__Text segment__
- - - - - - -

In 1848, the Great Māhele and the growing economic importance of Honolulu drove much of the native Hawaiian population away from Kawainui and the surrounding area. The concept of private land ownership was completely unknown to most Hawaiians, who therefore did not file claims for the land they were entitled to. The vast majority of property in and near Kawainui therefore went to aliʻi, especially Kalama. Crops including ʻawa, wauke, and sweet potatoes continued to be grown in the area at this time. Cultivatable areas of the valley floor around the fishpond, which were gradually becoming a marsh, were used as a site for loʻi kalo.

After Kalama died in 1870, her land was sold to American lawyer Charles Coffin Harris, including Kawainui Fishpond which was still intact at the time. Beginning in 1878, water that would have flowed into Kawainui from Maunawili was instead diverted to Waimānalo for irrigation of sugarcane. After Harrisʻ death in 1881, his daughter and heir Nannie Roberta Harris owned the ahupuaʻa of Kailua until 1917.

=== In the 1900s ===
While under Harris family ownership, Kawainui was used for rice cultivation by Chinese farmers; the vast majority of the fishpond was being used for this purpose by 1900, but it was still publicly known as a fishpond. In 1917, Nannie Harris sold her land to Harold Kainalu Long Castle. In the early 1920s, water from Kawainui was drained and used for sugarcane in Waimānalo. Rice cultivation began to decline, and most of the former rice paddies were used for ranching by Harold Castle, who introduced large numbers of invasive plants in order to feed his cattle.

During World War II, Kawainui was used as a training area by the United States Armed Forces, which leased it from Kaneohe Ranch.

- - - - - - -

__Dataset extract__
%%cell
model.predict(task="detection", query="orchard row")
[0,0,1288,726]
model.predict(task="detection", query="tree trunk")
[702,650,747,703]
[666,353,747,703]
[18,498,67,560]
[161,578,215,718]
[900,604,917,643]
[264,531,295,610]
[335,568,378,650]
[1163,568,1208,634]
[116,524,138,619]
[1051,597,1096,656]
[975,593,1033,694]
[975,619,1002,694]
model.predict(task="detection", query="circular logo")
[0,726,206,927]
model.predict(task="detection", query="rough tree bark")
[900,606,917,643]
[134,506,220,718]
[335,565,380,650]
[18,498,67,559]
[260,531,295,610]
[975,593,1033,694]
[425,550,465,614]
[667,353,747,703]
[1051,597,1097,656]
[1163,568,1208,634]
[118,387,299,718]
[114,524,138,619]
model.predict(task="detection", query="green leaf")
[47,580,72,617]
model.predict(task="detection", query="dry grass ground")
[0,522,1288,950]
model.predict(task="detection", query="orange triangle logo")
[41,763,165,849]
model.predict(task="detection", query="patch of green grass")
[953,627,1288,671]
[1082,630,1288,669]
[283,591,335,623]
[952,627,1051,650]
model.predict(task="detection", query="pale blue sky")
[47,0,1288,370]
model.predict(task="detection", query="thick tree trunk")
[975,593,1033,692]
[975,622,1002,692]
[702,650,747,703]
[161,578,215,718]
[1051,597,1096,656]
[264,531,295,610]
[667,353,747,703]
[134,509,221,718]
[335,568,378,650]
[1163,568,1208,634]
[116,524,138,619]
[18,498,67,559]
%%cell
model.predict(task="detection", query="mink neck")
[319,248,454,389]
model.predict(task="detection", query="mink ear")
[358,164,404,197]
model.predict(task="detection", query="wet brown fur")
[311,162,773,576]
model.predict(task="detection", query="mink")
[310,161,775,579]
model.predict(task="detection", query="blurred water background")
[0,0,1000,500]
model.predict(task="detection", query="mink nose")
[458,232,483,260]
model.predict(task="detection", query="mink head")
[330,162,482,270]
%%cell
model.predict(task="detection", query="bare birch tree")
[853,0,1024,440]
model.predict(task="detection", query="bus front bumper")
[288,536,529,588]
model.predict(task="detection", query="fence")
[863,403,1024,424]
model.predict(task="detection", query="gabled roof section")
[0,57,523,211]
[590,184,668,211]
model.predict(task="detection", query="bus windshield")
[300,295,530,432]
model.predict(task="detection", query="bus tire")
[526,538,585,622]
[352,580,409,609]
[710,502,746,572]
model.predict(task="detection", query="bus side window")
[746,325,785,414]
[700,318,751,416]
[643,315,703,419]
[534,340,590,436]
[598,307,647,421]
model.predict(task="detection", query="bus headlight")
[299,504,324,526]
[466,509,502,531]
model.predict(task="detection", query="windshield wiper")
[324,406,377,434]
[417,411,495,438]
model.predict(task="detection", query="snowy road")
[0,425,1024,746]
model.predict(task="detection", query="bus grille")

- - - - - - -

__Exercise description__
In the Kawainui history text above, translate this sentence into Spanish: "During World War II, Kawainui was used as a training area by the United States Armed Forces, which leased it from Kaneohe Ranch."

__Task solution__
Durante la Segunda Guerra Mundial, Kawainui fue utilizado como zona de entrenamiento por las Fuerzas Armadas de los Estados Unidos, que lo tomaron en arriendo de Kaneohe Ranch.